▶ [Brief 1]
Translate this sentence from the stepper motor thread into Spanish: "Stepper motors don't draw current."
▶ [Brief 2]
From the stepper motor thread, write out the text between "dacWrite(DAC_CH1, 125);" and "torque that way.", inclusive, without altering a character.

▶ [Passage shown]
+++++

One stepper motor stops moving due to overcurrent, how to resolve?

I have an ESP32 and two stepper motor drivers and motors:

Eventually, the over-current pin is triggered resulting in one motor getting disabled and stopping movement. (I checked for over-temperature. It's definitely not that.)

Do I need a different driver or? Also, I am using the ESP32's DAC to connect to the VREF pins of the stepper driver. There might be an issue with using that since GPIO pins on the ESP32 can only deliver 12 mA max.

Stepper motors don't draw current. They are given current by the driver.
What current is tge driver set up to?
Any heatsink on the driver?
Any forced cooling used?
Schematics please. Not enough powering is another possibility.

Is the DRV8825 driver your own design or are you using a premade module/board?

dacWrite(DAC_CH1, 125);

3.3*125/255 = 1.6 V

There is a gigantic heat sink with thermal paste and a fan. It's a cool 30-31 C (thermocouple measurement at bottom of inch long fins).

I am not using a carrier/dev board. The DRV8825s are on a custom PCB (which I cannot share). Before using the DAC to control the torque on previous version of the PCB it worked. So I soldered in wires on the old version and it worked to control the torque that way.

Then, with a new version of the PCB, the first assembled PCB worked as expected. I've assembled 5 more boards in the exact same way and with the same components and one motor always just stops after a while (about a minute).

+++++

▶ [Record extracts]

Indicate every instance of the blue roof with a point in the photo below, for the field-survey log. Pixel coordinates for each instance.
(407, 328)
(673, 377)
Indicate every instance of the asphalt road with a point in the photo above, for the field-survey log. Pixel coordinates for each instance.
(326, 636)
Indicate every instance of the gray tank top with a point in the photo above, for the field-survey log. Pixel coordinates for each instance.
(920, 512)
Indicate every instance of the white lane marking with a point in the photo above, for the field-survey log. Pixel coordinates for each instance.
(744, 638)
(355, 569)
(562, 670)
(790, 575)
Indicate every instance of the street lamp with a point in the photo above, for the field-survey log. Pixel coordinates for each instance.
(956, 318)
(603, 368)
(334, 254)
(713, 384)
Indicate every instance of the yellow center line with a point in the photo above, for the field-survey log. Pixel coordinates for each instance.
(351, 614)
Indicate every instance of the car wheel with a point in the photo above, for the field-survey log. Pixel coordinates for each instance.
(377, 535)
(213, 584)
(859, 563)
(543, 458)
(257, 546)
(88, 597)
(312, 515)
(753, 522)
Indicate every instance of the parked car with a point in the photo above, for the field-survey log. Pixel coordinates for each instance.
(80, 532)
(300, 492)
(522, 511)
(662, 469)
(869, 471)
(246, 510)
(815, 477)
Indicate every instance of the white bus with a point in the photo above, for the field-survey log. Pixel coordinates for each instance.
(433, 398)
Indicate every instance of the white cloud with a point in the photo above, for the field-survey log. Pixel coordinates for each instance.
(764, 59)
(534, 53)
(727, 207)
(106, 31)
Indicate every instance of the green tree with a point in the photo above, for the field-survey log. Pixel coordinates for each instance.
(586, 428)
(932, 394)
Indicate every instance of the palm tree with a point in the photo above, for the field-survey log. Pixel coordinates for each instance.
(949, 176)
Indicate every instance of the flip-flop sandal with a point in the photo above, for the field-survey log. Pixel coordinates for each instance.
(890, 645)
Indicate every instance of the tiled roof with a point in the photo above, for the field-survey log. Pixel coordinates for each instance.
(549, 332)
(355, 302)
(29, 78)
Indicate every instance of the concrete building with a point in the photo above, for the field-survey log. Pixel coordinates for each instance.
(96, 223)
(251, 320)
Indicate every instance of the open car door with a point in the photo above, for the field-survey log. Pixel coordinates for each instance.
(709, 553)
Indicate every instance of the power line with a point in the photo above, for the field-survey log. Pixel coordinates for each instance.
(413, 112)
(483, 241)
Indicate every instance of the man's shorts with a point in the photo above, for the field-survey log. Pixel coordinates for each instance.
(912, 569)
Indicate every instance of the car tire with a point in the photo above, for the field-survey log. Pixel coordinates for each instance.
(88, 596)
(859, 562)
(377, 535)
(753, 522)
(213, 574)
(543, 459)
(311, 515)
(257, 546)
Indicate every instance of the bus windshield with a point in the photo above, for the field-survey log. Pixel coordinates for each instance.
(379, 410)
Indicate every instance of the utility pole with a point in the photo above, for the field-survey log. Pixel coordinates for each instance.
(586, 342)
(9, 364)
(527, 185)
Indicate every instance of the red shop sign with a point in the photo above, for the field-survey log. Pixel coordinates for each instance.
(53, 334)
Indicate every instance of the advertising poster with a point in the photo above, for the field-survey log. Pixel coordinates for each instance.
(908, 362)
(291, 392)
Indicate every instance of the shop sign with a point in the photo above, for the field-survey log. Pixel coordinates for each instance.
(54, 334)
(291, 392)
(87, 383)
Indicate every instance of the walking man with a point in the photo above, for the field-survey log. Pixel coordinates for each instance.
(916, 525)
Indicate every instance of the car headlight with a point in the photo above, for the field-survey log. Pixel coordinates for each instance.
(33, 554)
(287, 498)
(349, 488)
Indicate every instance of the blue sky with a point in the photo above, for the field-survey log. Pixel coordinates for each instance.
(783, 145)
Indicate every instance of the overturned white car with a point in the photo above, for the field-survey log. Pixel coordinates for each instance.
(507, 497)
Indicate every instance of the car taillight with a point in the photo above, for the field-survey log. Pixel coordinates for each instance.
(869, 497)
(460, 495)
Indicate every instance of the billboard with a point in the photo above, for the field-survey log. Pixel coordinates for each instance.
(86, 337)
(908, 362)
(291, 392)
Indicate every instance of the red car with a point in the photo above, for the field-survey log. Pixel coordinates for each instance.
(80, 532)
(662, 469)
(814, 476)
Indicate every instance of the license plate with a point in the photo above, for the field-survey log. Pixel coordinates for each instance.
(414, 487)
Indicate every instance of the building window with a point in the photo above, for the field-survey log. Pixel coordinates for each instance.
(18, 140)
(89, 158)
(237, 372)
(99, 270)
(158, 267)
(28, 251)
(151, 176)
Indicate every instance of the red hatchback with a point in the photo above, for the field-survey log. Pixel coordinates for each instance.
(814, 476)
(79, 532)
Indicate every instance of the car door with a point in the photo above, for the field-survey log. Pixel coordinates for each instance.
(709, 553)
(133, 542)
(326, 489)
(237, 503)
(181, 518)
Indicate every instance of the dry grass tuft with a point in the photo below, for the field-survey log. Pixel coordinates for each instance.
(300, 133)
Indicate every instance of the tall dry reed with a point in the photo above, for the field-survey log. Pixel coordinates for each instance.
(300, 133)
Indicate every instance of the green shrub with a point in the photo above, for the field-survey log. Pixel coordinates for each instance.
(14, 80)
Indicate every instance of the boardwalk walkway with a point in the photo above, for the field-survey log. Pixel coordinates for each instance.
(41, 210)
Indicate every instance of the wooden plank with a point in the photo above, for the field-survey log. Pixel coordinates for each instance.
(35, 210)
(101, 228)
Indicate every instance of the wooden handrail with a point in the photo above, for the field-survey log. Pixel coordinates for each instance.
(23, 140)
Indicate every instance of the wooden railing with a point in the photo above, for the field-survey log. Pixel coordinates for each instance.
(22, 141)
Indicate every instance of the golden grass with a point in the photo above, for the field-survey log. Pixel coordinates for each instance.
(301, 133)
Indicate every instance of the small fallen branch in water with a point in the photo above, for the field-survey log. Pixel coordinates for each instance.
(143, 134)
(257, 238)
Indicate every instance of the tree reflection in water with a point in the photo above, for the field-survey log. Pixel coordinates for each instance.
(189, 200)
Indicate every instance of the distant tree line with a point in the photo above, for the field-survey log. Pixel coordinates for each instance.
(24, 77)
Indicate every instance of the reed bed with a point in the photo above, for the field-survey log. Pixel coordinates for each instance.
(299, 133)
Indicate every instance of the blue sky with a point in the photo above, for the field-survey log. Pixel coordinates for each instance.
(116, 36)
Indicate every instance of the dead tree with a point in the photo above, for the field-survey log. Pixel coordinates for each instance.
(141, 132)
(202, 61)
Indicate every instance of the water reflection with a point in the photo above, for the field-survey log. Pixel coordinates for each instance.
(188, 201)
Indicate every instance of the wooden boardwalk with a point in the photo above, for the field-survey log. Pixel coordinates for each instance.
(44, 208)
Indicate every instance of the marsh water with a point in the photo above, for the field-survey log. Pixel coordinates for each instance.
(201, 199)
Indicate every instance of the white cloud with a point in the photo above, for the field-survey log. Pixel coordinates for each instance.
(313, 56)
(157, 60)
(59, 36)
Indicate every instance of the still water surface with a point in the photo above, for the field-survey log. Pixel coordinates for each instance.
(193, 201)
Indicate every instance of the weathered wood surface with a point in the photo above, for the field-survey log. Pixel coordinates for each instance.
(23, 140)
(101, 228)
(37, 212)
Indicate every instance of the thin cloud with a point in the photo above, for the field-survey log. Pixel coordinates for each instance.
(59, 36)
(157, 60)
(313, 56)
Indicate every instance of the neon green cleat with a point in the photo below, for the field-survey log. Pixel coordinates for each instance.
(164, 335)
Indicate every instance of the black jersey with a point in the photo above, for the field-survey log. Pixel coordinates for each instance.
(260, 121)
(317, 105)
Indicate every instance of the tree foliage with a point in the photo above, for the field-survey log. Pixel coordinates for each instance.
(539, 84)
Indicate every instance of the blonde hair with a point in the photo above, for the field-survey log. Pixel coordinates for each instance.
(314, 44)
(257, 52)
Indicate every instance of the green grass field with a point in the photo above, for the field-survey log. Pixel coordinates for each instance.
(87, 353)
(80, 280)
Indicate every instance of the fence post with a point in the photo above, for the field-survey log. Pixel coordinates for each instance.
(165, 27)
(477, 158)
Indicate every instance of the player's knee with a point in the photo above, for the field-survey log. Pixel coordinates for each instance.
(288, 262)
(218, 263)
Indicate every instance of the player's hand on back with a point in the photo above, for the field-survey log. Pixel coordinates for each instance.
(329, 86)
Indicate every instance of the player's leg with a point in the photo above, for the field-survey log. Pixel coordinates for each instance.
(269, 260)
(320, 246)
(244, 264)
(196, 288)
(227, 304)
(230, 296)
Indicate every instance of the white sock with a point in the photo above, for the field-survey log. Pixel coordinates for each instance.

+++++

▶ [Task result 1]
Los motores paso a paso no consumen corriente.

▶ [Task result 2]
dacWrite(DAC_CH1, 125);

3.3*125/255 = 1.6 V

There is a gigantic heat sink with thermal paste and a fan. It's a cool 30-31 C (thermocouple measurement at bottom of inch long fins).

I am not using a carrier/dev board. The DRV8825s are on a custom PCB (which I cannot share). Before using the DAC to control the torque on previous version of the PCB it worked. So I soldered in wires on the old version and it worked to control the torque that way.